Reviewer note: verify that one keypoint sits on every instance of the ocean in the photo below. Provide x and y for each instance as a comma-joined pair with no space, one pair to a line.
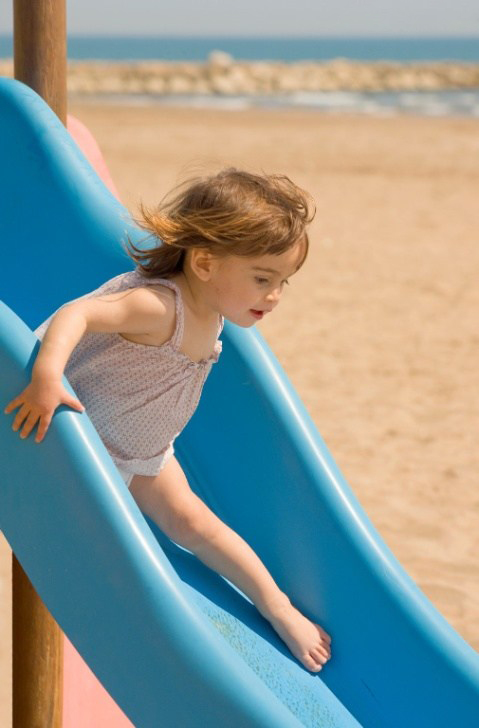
437,103
178,48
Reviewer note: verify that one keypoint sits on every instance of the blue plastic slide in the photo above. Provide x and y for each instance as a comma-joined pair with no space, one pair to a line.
173,643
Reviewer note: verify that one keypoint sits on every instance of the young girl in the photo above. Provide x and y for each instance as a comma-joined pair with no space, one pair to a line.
138,350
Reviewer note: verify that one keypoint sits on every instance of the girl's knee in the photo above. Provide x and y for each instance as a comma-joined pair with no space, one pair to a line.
190,524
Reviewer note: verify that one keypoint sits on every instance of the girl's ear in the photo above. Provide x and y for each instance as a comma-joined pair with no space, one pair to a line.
202,263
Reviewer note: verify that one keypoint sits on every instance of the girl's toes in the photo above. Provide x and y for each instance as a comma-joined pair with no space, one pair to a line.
311,663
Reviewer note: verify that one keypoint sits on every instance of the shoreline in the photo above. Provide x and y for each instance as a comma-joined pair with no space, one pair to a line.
222,75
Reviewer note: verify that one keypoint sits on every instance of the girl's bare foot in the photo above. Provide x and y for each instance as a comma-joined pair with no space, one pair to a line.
306,640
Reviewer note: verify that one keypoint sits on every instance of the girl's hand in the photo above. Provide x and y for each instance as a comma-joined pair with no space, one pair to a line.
37,403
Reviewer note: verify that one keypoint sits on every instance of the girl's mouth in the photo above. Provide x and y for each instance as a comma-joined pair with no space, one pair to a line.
257,314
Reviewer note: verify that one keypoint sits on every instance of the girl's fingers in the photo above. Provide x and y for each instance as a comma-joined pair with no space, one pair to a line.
325,636
13,405
43,426
29,424
21,415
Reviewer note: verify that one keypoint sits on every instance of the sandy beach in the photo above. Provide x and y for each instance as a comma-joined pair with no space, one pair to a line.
378,332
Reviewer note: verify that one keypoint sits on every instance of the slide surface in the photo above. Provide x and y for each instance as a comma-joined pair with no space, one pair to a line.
173,643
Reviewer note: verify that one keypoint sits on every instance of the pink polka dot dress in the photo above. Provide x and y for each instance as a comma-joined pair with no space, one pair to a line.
139,397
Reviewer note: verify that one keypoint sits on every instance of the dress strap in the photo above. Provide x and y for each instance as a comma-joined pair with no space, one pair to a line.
177,337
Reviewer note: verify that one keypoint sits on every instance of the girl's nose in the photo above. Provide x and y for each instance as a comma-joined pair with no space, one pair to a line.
274,296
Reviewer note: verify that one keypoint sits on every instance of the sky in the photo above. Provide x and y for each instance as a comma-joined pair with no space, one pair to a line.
267,17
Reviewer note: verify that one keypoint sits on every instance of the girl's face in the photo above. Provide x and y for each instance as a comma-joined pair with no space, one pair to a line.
246,289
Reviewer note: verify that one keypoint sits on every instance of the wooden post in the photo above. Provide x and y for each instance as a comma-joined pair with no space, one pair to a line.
40,50
37,658
40,61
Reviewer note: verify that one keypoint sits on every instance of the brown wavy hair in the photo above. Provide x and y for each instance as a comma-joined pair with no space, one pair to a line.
233,212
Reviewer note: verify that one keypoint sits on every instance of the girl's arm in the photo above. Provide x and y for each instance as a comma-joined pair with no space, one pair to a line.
137,311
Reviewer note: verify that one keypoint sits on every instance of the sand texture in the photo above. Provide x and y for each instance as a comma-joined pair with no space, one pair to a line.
378,332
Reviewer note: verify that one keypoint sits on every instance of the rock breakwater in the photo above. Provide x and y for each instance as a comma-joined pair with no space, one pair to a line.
223,75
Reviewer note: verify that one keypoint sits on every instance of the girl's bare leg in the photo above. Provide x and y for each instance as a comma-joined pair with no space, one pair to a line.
168,500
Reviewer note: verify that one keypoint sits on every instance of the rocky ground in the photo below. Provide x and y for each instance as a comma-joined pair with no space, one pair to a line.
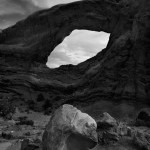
25,130
15,132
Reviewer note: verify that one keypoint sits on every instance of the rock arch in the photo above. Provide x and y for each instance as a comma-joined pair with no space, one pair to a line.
35,37
121,71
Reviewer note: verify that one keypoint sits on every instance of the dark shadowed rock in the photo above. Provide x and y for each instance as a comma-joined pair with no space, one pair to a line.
70,129
143,118
120,72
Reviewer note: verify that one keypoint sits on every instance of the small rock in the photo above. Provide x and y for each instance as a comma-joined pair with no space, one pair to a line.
106,121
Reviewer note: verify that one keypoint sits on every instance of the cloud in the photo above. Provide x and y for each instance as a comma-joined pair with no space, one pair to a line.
23,8
78,47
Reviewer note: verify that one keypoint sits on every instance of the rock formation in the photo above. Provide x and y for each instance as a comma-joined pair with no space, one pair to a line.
70,129
120,72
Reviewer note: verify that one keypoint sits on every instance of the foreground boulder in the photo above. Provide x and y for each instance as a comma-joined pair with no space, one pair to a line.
70,129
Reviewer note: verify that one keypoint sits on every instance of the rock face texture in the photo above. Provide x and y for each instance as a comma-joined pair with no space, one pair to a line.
70,129
120,72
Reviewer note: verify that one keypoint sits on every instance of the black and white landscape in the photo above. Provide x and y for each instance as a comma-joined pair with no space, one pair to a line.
112,89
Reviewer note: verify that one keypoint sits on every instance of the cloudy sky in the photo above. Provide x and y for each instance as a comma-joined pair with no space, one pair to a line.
79,46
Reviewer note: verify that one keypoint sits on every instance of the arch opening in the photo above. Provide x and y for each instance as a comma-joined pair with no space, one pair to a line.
79,46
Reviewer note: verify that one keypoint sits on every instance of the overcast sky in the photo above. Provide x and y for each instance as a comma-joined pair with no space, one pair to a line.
79,46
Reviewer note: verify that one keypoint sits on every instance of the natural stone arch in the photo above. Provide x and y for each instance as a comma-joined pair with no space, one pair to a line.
41,32
78,47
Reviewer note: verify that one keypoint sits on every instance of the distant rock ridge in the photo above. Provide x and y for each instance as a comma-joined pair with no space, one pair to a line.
120,72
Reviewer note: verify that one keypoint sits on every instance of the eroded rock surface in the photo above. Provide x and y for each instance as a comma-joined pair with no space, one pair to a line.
70,129
120,72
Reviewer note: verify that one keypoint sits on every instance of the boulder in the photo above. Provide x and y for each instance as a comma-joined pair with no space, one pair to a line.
106,121
70,129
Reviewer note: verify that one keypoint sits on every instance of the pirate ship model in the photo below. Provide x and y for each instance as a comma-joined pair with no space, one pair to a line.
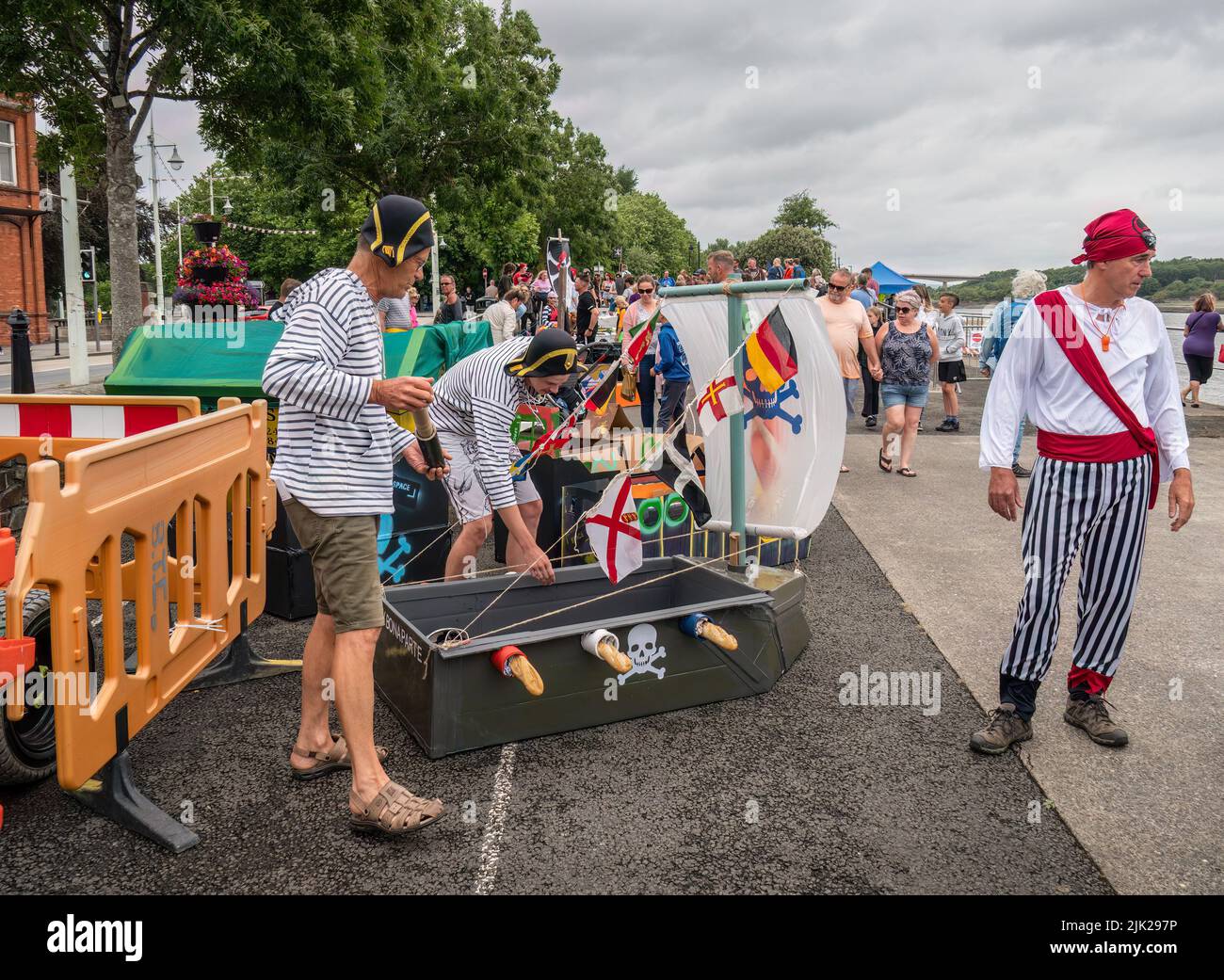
485,661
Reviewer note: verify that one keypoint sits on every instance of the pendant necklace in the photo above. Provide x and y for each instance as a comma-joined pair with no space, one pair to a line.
1102,331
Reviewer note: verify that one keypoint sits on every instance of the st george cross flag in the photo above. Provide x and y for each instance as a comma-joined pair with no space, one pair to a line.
720,399
669,461
770,351
637,339
612,527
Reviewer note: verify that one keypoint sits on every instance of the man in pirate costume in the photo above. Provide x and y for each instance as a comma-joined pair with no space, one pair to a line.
333,473
474,405
1092,367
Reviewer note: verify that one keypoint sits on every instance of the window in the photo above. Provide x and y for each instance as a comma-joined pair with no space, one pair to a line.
8,153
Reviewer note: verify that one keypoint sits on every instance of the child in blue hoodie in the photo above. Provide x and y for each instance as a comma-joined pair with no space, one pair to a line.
672,363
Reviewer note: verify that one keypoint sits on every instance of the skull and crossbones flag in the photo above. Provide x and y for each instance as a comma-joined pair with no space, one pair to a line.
612,529
671,464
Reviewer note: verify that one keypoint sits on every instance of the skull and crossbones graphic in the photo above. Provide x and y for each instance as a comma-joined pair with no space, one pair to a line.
769,404
644,650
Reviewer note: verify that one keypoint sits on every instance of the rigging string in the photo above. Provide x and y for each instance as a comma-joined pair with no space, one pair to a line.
668,435
554,562
596,599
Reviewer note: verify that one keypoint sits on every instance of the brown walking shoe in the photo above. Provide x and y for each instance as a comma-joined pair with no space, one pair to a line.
1093,717
1004,728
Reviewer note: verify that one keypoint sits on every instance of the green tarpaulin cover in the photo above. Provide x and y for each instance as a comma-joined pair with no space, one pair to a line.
228,359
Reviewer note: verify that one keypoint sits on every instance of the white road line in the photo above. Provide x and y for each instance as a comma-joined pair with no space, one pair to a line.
491,844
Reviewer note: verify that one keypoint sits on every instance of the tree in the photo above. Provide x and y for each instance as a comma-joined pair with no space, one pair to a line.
653,236
93,213
262,202
459,99
96,68
790,241
625,179
800,211
580,196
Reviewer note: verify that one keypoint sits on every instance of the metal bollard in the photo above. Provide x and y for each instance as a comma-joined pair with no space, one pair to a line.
23,366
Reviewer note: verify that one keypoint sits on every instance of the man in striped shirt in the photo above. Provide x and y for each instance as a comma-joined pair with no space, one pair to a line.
334,456
474,405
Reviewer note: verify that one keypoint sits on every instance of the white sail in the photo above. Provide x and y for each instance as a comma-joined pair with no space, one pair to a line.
795,437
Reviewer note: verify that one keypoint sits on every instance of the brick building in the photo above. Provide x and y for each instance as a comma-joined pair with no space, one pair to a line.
21,232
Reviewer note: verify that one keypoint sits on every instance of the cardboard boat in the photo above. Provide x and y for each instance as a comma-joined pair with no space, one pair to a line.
453,699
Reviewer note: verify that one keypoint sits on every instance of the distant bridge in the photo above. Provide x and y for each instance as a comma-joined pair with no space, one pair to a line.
942,278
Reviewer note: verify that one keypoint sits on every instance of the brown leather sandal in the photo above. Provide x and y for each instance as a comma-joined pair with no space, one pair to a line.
330,762
393,811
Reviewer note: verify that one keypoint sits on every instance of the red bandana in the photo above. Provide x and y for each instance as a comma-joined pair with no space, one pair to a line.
1115,235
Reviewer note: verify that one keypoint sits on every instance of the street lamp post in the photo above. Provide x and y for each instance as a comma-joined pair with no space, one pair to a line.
176,163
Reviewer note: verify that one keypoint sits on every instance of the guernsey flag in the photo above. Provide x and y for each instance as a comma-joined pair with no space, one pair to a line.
770,351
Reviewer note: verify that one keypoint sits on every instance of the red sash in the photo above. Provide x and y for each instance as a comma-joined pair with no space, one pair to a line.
1137,440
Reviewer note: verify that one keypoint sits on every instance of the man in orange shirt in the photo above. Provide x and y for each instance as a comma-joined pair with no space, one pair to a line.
847,326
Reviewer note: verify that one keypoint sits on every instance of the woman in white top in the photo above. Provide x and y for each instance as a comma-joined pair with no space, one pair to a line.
643,310
503,315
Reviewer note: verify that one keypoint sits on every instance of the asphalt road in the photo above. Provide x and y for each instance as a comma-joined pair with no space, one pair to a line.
47,378
788,792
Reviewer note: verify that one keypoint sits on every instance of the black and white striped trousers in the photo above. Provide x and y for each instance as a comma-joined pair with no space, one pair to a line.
1098,510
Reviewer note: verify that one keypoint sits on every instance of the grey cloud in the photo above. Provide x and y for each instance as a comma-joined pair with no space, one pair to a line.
929,98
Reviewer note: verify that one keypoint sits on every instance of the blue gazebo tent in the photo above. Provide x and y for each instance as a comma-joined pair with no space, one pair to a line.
890,281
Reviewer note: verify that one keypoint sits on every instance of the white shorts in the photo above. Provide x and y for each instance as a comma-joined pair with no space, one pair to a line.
464,485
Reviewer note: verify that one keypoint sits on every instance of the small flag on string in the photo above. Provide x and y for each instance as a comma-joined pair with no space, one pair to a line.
770,351
637,339
596,401
720,399
612,529
671,464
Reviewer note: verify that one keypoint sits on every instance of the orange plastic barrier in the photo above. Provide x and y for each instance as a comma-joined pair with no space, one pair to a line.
52,426
207,473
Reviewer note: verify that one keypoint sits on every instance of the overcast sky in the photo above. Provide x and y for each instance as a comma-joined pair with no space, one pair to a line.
942,137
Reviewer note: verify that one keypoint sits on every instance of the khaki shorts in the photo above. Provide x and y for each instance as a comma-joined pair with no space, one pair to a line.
344,558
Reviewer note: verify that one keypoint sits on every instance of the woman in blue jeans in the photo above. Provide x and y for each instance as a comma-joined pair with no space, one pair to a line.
639,311
909,352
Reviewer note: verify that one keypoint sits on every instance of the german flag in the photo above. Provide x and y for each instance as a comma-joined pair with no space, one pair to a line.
770,351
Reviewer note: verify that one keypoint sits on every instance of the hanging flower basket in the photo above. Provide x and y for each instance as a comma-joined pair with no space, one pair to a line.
208,262
207,228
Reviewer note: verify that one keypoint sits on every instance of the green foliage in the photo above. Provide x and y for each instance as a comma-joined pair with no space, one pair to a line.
655,237
790,241
800,211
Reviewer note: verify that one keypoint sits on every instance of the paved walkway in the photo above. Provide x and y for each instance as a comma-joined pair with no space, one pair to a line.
1151,813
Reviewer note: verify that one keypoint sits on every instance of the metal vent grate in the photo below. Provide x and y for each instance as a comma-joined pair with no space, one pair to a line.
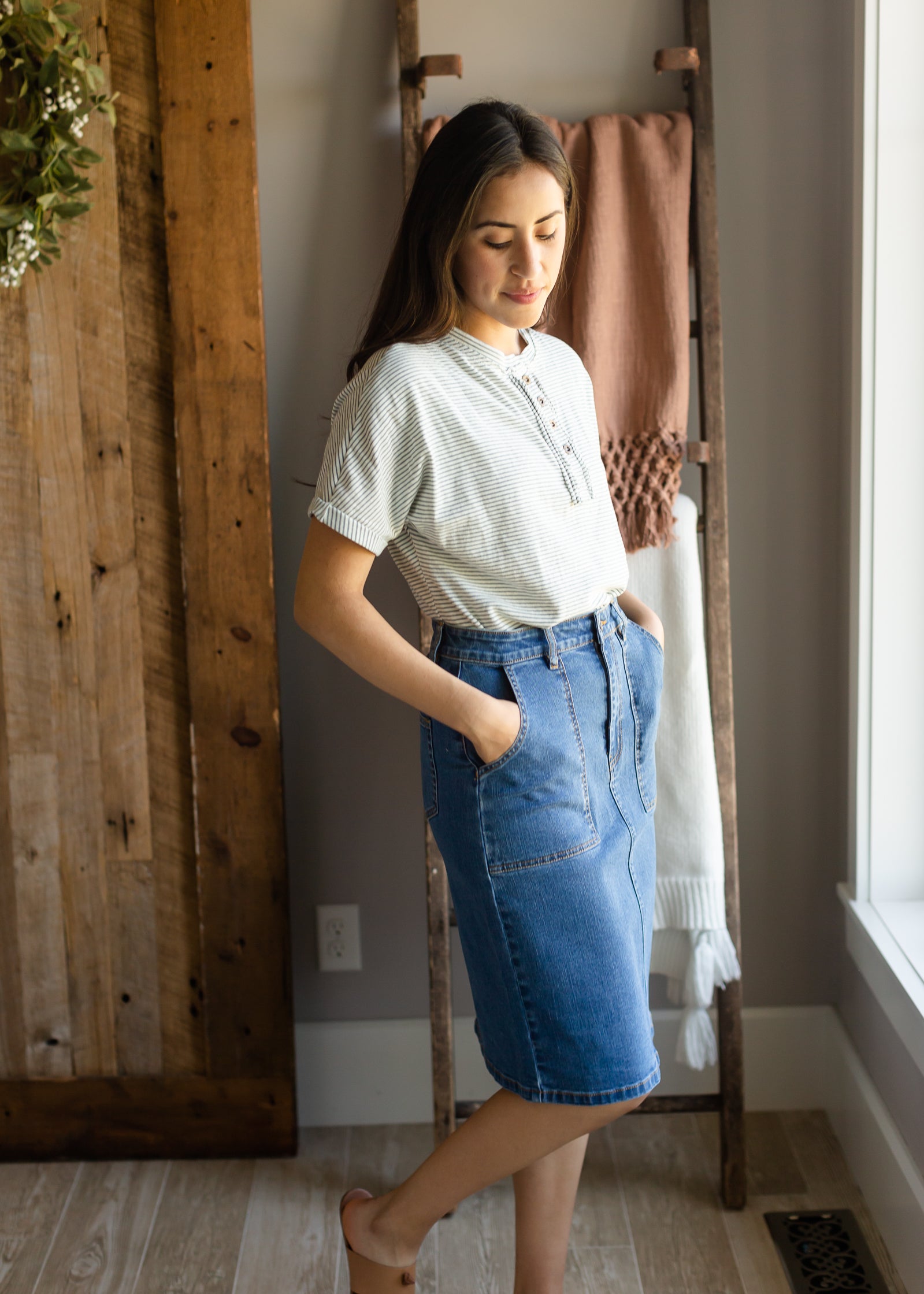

_BRIEF_
Please state how many lines in the rows above contain the string "walkway", treating uppercase and lowercase as different. Reply with the number alone.

_EXPECTED ANSWER_
1